AIM:
Return every line of the material below that contains the string "cream". Case counts.

RECORDS:

━━━━━━

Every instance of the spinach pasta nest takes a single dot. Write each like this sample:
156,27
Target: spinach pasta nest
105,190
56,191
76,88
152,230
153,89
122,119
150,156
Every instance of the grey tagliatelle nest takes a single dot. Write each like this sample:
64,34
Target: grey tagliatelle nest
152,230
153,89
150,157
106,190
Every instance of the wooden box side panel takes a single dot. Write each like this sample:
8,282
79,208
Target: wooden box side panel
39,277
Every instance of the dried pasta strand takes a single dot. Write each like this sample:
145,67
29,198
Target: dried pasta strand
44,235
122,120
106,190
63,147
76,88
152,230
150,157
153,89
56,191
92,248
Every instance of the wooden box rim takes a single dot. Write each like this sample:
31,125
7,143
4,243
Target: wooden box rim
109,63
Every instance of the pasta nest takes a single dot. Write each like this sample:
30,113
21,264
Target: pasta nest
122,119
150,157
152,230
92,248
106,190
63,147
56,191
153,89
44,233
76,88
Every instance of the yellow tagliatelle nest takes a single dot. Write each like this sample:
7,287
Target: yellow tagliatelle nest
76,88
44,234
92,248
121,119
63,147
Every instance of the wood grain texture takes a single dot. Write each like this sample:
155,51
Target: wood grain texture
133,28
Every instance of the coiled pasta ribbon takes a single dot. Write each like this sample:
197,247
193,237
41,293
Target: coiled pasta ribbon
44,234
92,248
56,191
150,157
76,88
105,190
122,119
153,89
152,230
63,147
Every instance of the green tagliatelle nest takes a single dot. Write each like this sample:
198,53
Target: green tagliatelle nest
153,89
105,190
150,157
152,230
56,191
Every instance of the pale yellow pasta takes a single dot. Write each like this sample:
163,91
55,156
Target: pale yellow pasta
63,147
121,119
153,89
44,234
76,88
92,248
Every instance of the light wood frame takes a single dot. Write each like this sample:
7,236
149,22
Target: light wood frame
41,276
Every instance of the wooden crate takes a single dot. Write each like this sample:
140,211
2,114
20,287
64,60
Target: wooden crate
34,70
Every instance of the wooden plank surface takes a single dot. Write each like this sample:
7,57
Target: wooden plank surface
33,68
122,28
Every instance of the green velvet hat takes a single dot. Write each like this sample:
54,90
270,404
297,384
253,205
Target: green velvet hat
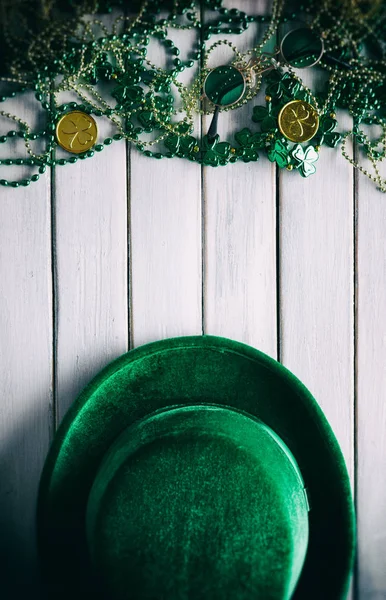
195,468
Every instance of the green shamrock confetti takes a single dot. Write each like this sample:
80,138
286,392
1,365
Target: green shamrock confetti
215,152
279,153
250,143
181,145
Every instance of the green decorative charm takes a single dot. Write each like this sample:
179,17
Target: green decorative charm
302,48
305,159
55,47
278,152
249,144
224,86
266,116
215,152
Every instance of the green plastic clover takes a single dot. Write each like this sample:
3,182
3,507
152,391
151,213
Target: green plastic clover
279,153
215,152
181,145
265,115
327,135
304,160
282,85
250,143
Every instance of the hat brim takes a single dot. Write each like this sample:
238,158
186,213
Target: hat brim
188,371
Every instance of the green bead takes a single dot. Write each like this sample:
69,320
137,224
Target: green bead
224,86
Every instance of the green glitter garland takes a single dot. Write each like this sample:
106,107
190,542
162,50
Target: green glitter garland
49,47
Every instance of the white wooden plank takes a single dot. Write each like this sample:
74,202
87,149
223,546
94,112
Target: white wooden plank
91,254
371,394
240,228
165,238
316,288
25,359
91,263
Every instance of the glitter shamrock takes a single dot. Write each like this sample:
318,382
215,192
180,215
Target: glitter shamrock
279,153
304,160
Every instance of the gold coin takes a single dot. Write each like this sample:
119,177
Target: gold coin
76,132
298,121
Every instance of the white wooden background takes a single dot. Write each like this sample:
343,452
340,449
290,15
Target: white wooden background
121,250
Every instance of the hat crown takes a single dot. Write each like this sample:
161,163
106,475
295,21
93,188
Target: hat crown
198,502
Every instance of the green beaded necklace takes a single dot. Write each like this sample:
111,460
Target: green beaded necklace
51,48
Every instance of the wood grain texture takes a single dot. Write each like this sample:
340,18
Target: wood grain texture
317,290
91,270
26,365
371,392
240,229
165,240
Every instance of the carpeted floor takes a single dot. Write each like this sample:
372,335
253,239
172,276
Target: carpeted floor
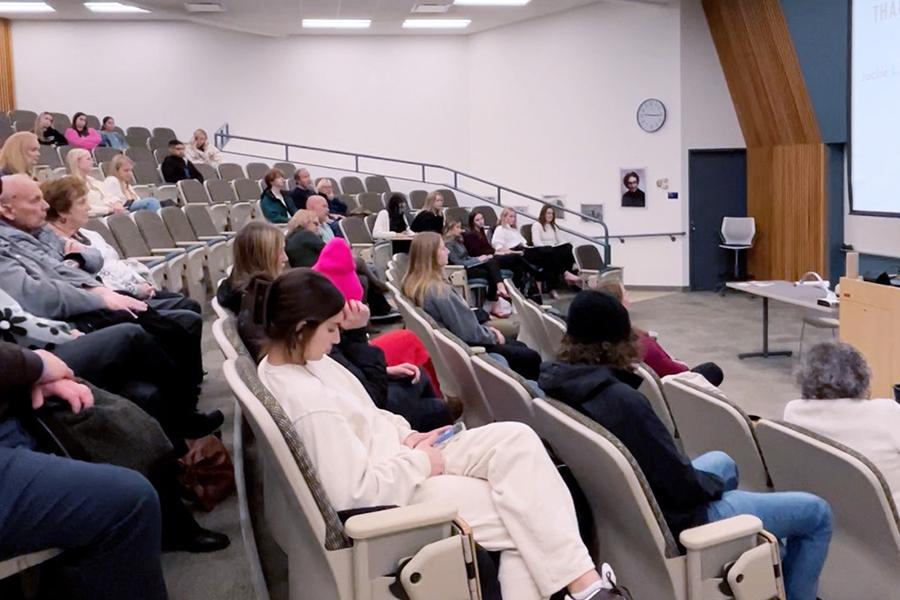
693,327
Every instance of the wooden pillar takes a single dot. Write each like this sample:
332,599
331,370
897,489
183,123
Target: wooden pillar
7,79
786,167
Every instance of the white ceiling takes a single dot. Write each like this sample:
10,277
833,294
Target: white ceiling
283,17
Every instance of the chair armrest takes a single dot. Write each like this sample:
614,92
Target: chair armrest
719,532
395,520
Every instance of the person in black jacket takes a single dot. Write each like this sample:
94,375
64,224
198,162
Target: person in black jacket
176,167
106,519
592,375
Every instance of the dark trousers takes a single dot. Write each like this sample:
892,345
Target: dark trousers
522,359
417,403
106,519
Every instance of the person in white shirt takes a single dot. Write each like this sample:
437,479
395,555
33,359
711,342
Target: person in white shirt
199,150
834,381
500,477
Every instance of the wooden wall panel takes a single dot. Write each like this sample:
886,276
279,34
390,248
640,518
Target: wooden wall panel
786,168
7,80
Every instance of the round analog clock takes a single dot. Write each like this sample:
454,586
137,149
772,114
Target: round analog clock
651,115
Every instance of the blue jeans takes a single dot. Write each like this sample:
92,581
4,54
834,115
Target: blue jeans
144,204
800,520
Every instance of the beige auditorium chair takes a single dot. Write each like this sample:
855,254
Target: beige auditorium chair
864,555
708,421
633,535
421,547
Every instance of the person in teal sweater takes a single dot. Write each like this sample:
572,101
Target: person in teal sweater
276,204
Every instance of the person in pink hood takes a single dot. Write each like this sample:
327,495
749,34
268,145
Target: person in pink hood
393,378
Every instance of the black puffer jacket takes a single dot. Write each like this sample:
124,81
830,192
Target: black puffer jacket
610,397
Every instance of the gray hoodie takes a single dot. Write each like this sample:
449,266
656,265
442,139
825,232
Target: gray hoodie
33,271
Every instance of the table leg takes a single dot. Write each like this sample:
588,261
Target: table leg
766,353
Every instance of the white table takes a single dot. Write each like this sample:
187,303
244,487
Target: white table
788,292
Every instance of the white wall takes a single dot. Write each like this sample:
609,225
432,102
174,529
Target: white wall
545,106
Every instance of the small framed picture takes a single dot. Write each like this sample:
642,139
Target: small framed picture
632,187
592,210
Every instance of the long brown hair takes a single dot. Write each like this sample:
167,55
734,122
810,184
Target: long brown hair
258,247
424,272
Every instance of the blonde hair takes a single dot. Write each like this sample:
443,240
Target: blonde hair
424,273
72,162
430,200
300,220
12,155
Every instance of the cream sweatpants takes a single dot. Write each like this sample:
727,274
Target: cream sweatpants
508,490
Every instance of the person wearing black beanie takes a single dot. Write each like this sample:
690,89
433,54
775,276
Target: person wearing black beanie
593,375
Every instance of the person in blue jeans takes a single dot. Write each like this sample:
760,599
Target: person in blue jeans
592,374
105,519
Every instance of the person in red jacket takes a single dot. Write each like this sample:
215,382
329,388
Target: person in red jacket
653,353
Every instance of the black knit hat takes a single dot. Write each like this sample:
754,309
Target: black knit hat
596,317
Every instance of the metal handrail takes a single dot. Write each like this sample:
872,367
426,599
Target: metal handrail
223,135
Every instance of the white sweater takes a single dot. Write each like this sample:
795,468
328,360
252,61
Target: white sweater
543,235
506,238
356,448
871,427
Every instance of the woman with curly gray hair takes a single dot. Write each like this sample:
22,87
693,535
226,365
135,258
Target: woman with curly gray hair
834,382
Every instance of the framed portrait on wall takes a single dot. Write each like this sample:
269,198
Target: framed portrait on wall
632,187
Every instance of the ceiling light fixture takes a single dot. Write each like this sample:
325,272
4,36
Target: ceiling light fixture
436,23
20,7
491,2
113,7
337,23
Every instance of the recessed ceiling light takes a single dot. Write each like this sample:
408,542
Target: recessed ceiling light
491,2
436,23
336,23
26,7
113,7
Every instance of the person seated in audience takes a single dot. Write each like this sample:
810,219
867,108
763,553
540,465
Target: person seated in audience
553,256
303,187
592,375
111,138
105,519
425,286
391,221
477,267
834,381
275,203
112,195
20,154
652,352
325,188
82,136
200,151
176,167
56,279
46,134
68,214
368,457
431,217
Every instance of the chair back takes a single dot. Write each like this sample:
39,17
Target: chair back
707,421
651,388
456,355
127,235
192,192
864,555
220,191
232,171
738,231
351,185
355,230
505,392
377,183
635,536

━━━━━━

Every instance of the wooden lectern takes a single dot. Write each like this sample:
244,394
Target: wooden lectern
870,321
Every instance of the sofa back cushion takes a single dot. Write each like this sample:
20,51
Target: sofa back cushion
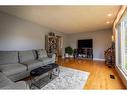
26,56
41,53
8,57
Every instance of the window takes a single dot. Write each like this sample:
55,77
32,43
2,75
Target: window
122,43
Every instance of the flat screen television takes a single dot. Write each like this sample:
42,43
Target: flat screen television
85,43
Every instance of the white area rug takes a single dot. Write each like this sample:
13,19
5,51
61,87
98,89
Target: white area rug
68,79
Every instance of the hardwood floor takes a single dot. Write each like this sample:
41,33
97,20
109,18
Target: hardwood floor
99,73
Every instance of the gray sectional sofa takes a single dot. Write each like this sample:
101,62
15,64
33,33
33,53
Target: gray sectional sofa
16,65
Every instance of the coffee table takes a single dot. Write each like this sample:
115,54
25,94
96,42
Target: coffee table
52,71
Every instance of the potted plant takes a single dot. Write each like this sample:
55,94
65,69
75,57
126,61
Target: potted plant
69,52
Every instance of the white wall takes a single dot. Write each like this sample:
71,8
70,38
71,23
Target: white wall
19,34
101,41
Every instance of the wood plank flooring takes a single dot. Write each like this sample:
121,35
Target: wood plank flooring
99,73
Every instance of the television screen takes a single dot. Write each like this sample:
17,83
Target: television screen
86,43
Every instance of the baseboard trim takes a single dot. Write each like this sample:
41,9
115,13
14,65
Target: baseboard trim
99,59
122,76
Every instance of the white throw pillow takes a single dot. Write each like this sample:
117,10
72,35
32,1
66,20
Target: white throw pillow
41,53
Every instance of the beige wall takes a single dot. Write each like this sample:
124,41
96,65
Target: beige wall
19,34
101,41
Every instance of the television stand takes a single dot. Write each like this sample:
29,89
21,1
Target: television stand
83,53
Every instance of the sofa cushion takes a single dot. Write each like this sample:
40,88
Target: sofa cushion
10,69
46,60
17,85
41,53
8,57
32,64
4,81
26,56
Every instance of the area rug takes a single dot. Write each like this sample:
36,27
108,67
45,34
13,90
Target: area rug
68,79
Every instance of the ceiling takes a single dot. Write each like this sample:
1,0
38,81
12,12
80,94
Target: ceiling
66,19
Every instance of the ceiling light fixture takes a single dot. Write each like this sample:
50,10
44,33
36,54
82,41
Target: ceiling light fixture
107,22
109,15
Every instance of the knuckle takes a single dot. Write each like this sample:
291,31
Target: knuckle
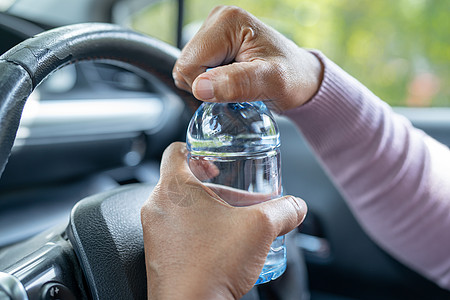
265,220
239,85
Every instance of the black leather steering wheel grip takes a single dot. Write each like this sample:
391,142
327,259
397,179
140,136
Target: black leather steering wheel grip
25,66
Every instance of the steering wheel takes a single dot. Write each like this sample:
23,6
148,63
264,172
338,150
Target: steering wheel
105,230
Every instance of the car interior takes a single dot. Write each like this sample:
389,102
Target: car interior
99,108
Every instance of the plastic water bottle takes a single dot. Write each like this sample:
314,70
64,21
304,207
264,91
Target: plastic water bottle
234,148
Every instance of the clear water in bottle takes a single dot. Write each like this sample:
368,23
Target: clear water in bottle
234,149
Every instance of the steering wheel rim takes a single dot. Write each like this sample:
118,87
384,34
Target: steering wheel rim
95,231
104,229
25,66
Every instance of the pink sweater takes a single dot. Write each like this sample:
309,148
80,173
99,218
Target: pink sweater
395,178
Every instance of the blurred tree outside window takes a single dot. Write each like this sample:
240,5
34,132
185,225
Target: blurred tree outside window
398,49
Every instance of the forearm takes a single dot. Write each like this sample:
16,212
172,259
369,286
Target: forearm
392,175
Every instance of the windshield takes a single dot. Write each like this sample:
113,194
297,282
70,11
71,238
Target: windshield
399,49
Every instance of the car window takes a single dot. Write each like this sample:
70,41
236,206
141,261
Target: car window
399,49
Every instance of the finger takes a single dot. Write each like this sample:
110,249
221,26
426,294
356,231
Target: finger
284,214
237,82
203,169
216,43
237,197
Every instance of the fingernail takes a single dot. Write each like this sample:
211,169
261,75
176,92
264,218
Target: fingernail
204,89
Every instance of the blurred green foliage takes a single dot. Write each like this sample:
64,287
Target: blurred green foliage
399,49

━━━━━━

RESPONSE FOR THIS EXERCISE:
Every instance of the cream sweatpants takes a single dot. Write each like this sample:
Target: cream sweatpants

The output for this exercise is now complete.